WHAT NEEDS TO BE DONE
Please show each line of the listing where "bark" is present.

DATA FOR THE TASK
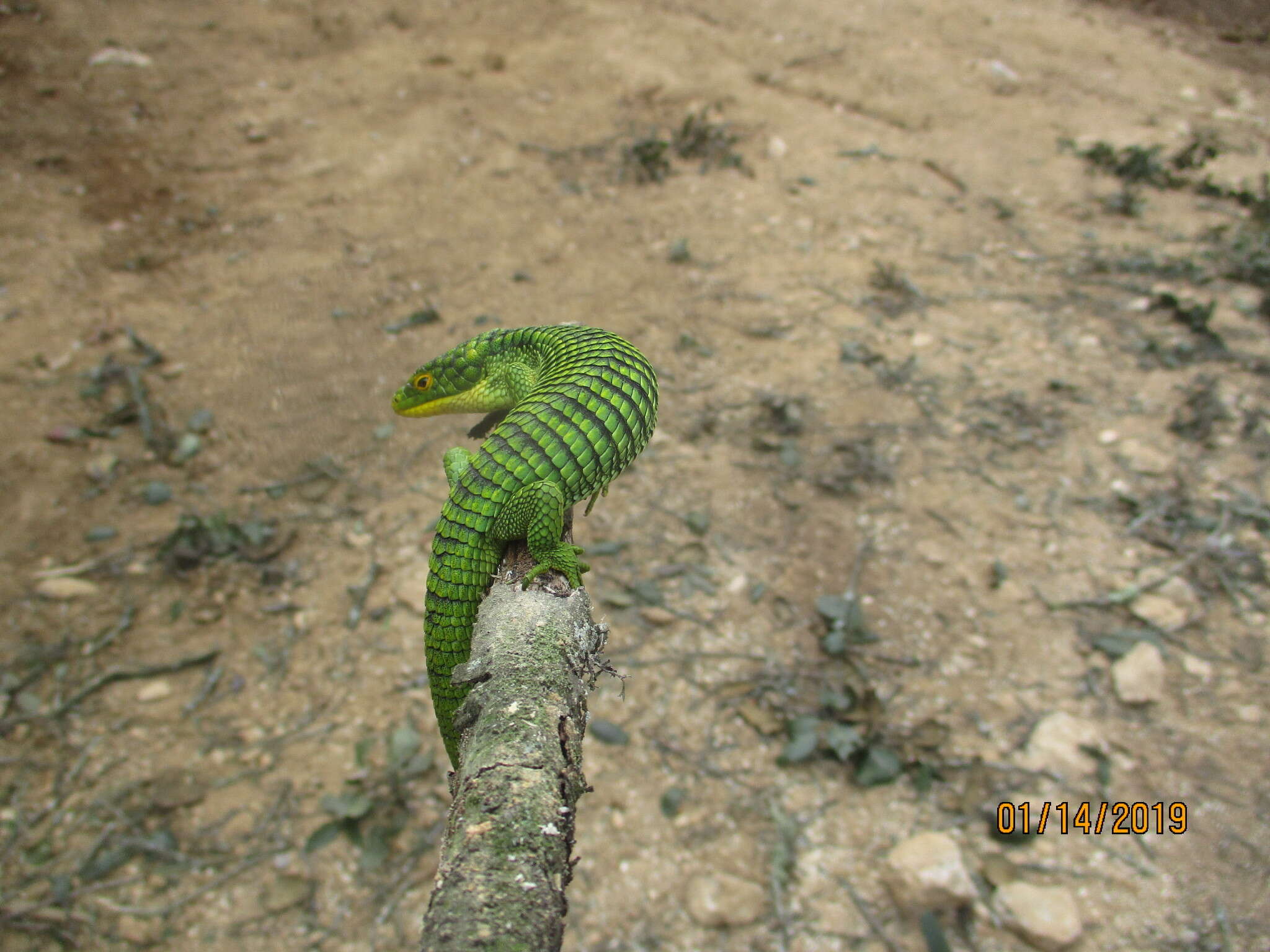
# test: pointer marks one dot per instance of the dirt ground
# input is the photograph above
(897, 316)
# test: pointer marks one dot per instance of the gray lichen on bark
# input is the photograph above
(506, 856)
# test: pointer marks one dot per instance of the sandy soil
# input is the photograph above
(884, 305)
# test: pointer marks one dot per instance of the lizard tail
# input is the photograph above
(459, 575)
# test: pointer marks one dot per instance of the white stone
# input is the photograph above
(1140, 674)
(1197, 667)
(721, 899)
(64, 589)
(1158, 611)
(926, 873)
(1249, 714)
(1143, 457)
(1046, 917)
(1169, 604)
(118, 56)
(1055, 746)
(931, 551)
(154, 691)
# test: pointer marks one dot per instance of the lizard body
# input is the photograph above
(579, 404)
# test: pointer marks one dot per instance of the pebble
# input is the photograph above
(1169, 606)
(155, 493)
(658, 616)
(288, 890)
(825, 903)
(931, 551)
(1143, 457)
(722, 899)
(154, 691)
(1055, 744)
(65, 589)
(1249, 714)
(187, 448)
(926, 873)
(1140, 674)
(102, 467)
(201, 421)
(118, 56)
(1044, 917)
(1197, 667)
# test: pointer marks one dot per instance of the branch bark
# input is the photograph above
(506, 853)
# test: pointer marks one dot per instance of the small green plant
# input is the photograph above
(373, 808)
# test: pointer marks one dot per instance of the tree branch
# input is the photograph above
(506, 853)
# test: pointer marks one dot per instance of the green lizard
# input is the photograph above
(574, 405)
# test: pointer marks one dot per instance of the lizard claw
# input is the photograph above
(562, 559)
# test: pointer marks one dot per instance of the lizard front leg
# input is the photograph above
(535, 513)
(455, 462)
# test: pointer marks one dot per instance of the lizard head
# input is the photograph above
(468, 379)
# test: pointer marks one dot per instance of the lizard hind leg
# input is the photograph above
(535, 513)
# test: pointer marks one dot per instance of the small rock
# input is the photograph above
(931, 551)
(175, 788)
(118, 56)
(926, 873)
(201, 421)
(187, 448)
(1145, 459)
(609, 733)
(1044, 917)
(1158, 611)
(65, 589)
(1055, 744)
(1197, 667)
(1170, 604)
(1140, 676)
(155, 493)
(1249, 714)
(286, 891)
(760, 718)
(724, 901)
(825, 903)
(658, 616)
(102, 467)
(154, 691)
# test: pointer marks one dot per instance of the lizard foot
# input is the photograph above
(562, 559)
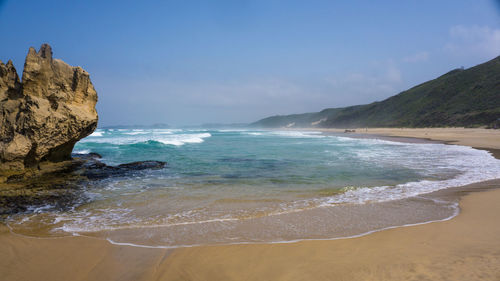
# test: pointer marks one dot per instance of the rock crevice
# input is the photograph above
(45, 114)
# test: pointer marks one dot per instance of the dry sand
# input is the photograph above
(464, 248)
(479, 138)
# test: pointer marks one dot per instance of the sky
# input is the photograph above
(185, 62)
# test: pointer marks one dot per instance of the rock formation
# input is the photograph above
(42, 117)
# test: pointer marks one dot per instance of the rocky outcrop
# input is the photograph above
(42, 117)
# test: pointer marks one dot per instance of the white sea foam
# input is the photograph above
(96, 134)
(83, 151)
(168, 137)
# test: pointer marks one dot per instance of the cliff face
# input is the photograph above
(42, 117)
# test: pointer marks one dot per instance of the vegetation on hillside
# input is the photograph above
(467, 98)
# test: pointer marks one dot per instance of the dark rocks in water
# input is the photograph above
(142, 165)
(88, 156)
(94, 169)
(62, 188)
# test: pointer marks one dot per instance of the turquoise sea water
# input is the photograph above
(225, 186)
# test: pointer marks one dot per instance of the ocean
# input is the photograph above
(257, 186)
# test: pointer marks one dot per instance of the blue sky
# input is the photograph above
(191, 62)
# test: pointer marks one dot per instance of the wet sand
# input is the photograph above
(463, 248)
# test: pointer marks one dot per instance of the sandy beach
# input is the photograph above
(463, 248)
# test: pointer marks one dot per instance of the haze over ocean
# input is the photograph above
(191, 62)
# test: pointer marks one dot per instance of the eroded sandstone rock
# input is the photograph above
(42, 117)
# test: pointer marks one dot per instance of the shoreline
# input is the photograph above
(191, 263)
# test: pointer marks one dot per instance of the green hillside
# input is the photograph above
(467, 98)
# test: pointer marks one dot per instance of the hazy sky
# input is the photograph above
(191, 62)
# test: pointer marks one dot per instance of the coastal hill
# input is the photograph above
(459, 98)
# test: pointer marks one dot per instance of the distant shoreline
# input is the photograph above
(462, 248)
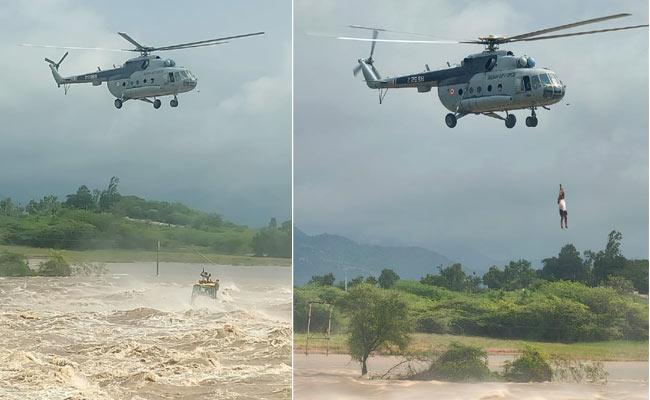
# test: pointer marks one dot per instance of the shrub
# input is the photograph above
(12, 264)
(531, 366)
(459, 363)
(55, 266)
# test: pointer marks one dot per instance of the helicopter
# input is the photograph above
(486, 83)
(142, 78)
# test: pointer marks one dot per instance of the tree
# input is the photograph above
(494, 278)
(387, 278)
(518, 275)
(109, 196)
(377, 318)
(620, 284)
(371, 280)
(82, 199)
(453, 278)
(323, 280)
(568, 266)
(610, 261)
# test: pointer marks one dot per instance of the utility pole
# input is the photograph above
(157, 257)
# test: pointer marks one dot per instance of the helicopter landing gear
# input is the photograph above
(532, 120)
(451, 120)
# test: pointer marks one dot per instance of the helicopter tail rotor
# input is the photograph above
(368, 61)
(55, 64)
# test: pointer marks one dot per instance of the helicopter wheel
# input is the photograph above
(451, 120)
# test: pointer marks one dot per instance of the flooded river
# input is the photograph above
(130, 335)
(336, 377)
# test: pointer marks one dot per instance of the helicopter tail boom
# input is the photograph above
(370, 74)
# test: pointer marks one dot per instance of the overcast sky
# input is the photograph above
(395, 174)
(225, 149)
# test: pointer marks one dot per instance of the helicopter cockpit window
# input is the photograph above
(535, 81)
(545, 80)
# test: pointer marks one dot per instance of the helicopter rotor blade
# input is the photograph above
(566, 26)
(405, 41)
(129, 39)
(578, 33)
(72, 47)
(208, 42)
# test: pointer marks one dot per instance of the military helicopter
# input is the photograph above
(485, 83)
(142, 78)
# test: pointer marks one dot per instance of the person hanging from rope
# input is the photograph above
(561, 201)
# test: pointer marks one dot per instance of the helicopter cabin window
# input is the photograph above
(544, 79)
(535, 81)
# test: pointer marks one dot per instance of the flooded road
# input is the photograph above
(130, 335)
(336, 377)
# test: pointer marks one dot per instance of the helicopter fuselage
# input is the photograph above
(490, 81)
(139, 78)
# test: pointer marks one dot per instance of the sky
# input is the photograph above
(225, 149)
(394, 174)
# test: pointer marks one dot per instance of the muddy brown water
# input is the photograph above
(317, 377)
(130, 335)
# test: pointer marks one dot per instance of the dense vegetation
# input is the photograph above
(106, 219)
(569, 299)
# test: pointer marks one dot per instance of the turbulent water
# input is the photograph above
(129, 335)
(319, 377)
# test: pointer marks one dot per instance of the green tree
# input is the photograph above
(568, 266)
(82, 199)
(453, 278)
(609, 261)
(371, 280)
(387, 278)
(494, 278)
(377, 318)
(109, 196)
(323, 280)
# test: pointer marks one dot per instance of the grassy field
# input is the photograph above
(122, 255)
(598, 351)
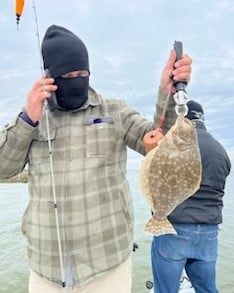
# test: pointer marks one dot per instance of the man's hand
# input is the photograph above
(40, 91)
(173, 71)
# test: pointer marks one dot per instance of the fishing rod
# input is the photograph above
(180, 96)
(45, 73)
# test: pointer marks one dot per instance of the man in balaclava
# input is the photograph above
(64, 52)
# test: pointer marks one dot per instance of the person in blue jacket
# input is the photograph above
(196, 221)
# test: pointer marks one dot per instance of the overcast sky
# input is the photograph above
(128, 42)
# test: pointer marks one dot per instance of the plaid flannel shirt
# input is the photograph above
(94, 205)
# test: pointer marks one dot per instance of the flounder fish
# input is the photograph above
(170, 173)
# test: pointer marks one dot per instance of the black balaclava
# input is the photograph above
(64, 52)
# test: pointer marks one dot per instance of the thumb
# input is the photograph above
(171, 61)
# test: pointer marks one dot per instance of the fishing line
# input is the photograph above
(50, 154)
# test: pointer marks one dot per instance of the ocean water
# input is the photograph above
(13, 260)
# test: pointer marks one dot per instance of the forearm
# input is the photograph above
(170, 115)
(15, 141)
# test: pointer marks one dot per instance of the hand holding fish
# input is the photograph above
(173, 71)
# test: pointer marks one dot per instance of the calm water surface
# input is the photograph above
(13, 261)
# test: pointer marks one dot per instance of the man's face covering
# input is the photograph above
(64, 52)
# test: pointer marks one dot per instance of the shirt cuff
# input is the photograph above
(25, 117)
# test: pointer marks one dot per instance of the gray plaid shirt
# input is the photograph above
(89, 149)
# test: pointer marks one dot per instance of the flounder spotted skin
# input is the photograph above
(170, 173)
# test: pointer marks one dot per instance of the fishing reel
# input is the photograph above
(180, 96)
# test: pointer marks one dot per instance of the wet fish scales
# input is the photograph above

SOLUTION
# test: pointer marks one dot per instance of the gray lichen on bark
# test: pointer marks one dot per instance of the branch bark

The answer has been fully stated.